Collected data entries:
····················
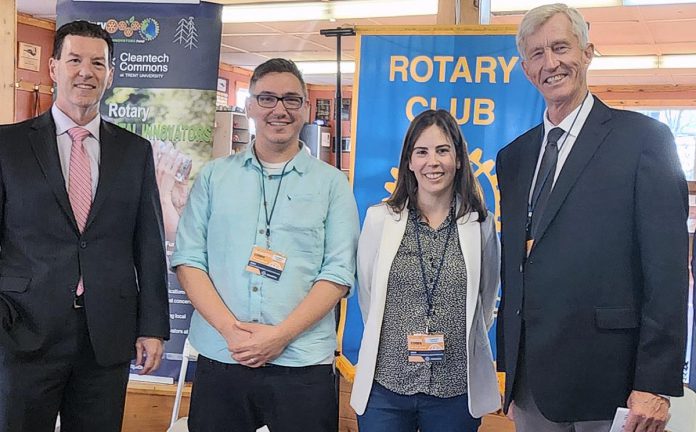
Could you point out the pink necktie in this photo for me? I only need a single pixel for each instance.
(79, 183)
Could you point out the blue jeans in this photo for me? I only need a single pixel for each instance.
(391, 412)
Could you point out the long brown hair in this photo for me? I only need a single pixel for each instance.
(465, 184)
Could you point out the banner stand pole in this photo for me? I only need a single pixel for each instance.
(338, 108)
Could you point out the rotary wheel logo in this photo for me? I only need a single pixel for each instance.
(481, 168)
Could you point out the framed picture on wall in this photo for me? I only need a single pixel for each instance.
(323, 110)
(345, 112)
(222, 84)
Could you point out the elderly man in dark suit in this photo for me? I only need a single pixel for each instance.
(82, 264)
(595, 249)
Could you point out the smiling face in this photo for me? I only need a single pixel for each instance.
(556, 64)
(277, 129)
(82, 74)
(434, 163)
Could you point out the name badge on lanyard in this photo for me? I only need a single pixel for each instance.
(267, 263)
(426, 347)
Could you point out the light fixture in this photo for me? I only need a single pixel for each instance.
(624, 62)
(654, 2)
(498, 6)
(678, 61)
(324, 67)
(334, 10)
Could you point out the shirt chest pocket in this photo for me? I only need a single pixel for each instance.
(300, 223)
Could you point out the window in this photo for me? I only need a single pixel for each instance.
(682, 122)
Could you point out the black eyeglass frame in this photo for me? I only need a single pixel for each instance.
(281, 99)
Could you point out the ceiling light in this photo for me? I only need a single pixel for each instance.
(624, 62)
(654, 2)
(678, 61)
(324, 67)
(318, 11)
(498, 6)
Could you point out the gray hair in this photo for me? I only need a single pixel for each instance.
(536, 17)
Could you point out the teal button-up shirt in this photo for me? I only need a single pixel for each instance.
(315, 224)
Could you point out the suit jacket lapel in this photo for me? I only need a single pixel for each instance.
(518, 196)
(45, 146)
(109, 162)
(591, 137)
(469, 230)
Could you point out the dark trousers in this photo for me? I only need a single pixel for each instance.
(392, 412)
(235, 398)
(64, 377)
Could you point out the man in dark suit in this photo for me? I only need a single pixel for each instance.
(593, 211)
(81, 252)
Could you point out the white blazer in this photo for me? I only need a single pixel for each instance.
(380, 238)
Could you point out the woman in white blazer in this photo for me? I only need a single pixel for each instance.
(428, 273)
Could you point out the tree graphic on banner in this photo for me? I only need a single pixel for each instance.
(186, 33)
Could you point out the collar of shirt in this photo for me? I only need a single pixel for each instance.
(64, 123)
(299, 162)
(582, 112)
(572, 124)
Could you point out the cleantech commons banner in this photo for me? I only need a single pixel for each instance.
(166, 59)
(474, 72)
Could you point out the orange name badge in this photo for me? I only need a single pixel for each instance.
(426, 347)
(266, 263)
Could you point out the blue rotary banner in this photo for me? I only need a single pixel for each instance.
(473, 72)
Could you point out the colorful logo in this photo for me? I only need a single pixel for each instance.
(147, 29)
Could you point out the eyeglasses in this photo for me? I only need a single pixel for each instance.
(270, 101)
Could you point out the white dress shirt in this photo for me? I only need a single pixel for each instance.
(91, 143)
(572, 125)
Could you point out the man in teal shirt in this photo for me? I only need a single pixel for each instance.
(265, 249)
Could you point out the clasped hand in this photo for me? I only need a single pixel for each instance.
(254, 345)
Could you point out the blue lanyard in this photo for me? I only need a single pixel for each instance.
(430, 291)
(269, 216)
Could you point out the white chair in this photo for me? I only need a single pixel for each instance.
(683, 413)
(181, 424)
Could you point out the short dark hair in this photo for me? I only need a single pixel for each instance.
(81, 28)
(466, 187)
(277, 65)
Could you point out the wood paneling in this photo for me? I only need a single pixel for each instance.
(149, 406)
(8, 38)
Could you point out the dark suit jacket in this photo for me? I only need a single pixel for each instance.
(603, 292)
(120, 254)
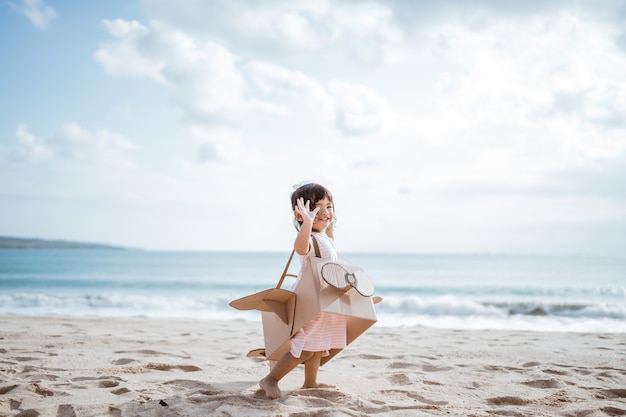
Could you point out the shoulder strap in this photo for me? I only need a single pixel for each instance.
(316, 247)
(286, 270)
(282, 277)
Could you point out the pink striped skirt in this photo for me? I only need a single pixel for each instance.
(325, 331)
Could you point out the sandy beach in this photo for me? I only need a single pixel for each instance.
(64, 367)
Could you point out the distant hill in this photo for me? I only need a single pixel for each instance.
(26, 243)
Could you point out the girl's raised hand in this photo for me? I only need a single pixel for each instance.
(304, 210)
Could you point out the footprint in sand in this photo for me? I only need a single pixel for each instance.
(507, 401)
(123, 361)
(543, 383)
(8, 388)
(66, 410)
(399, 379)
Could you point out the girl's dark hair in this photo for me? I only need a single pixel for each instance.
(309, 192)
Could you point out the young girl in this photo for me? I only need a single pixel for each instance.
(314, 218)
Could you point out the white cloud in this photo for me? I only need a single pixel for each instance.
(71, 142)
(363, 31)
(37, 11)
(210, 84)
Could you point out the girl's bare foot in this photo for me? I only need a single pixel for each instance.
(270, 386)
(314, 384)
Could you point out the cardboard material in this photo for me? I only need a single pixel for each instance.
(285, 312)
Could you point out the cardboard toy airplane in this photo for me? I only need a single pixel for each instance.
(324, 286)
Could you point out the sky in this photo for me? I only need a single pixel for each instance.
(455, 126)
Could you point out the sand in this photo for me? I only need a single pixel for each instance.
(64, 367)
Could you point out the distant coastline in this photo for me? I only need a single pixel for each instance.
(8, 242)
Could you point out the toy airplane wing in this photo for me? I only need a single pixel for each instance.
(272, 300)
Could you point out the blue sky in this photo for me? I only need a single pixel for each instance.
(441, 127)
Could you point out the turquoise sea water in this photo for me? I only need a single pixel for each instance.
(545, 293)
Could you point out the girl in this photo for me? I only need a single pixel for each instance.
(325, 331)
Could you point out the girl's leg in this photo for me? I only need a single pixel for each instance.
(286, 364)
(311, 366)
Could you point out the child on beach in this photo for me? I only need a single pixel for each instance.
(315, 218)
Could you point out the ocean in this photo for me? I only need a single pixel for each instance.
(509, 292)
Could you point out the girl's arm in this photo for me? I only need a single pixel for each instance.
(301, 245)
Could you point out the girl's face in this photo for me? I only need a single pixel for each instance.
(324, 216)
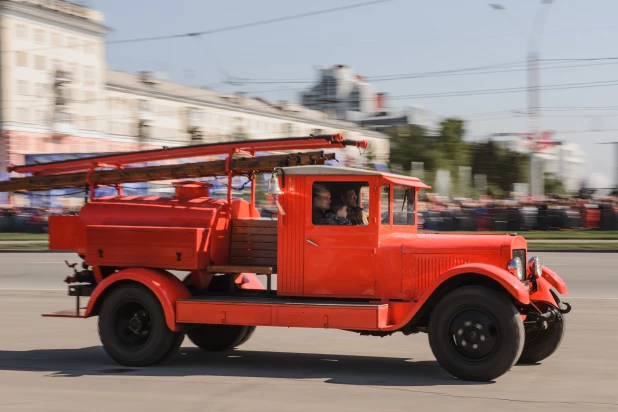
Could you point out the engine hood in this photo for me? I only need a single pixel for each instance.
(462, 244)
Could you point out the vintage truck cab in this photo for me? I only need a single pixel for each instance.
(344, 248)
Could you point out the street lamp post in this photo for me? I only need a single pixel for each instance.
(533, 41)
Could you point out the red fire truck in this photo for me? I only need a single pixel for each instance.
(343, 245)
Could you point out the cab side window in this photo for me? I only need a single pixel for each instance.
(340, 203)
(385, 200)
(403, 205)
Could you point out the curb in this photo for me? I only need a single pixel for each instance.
····················
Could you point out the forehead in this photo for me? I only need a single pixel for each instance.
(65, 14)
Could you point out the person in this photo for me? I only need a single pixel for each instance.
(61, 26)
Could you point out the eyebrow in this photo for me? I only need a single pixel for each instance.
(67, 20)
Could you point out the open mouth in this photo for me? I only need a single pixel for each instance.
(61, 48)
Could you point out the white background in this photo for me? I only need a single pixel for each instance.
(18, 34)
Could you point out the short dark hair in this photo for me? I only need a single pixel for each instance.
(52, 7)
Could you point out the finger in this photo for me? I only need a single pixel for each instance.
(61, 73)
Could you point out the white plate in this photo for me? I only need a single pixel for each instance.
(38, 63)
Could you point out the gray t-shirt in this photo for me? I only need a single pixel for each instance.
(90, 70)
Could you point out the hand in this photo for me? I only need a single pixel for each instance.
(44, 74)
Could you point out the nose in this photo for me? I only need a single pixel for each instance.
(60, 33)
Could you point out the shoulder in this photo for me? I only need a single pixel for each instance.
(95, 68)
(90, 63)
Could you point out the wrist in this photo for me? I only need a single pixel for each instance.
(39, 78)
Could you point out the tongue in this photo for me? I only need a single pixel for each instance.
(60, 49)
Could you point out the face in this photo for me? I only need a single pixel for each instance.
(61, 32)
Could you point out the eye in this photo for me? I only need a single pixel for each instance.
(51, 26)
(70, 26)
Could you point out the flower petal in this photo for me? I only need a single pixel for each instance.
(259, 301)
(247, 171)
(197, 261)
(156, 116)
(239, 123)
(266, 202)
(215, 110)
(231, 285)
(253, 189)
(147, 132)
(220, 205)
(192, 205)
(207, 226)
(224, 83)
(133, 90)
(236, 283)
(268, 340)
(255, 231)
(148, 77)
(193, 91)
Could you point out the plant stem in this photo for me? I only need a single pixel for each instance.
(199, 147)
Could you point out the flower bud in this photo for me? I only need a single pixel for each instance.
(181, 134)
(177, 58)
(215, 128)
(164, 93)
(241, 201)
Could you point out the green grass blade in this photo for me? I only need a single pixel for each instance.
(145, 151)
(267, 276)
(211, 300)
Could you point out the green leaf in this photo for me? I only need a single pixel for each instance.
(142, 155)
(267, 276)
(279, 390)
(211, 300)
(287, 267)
····················
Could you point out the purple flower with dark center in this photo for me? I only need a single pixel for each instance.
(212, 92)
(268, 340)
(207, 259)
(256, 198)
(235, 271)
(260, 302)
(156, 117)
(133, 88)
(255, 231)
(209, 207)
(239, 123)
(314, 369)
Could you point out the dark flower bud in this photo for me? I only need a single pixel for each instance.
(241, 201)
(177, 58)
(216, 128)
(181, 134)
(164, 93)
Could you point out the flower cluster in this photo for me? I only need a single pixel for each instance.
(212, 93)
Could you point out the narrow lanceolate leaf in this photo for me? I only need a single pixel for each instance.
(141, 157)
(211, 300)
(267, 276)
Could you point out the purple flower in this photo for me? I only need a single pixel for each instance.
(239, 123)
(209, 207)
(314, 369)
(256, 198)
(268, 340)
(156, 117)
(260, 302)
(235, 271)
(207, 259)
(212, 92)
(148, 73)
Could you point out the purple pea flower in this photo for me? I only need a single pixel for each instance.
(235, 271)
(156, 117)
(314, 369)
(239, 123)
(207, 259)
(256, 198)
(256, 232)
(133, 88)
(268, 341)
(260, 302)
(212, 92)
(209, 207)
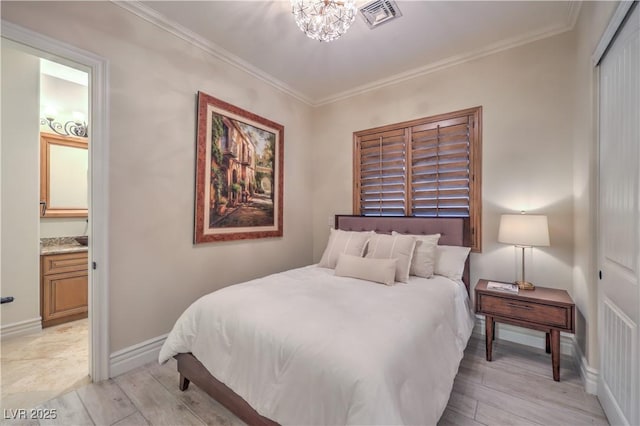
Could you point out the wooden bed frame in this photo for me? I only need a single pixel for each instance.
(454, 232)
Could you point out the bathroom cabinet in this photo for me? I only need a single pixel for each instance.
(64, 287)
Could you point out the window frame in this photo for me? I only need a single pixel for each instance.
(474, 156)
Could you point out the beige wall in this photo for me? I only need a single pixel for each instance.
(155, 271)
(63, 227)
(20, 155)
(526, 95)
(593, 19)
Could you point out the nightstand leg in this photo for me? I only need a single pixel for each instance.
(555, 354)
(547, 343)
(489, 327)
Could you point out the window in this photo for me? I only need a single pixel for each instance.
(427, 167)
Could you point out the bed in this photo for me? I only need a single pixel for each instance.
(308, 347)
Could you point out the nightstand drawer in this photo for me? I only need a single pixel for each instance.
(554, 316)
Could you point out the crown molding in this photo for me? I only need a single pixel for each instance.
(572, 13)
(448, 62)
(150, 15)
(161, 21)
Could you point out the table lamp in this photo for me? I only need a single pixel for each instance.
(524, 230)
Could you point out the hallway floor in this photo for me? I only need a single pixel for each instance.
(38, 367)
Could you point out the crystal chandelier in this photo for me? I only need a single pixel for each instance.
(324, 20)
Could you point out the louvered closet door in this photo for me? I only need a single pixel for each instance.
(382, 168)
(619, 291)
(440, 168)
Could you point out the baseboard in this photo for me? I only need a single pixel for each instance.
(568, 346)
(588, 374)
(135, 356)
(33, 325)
····················
* Your task
Gather every line in the material above that contains the word "white" and copy each one in full. Treat uppercase and lowercase letters as different.

* Answer for the task
Could you point out the white blazer in this photo for me? I only need a single pixel for each instance.
Could you point out the woman in white blazer in this photo for me? I only need a single pixel for each instance.
Could you point out the white dress shirt in this photo for me? I only need a single pixel for each instance.
Could you point out the white chair in this photo for me? I only need a single pixel for each instance.
Could you point out the white cloud in this photo for me? I only need a single pixel for each instance.
Could you point out the white background in this photo for me? I only need a single pixel for each instance.
Could you point out the white plate in this photo for me? I only need a single pixel for each instance.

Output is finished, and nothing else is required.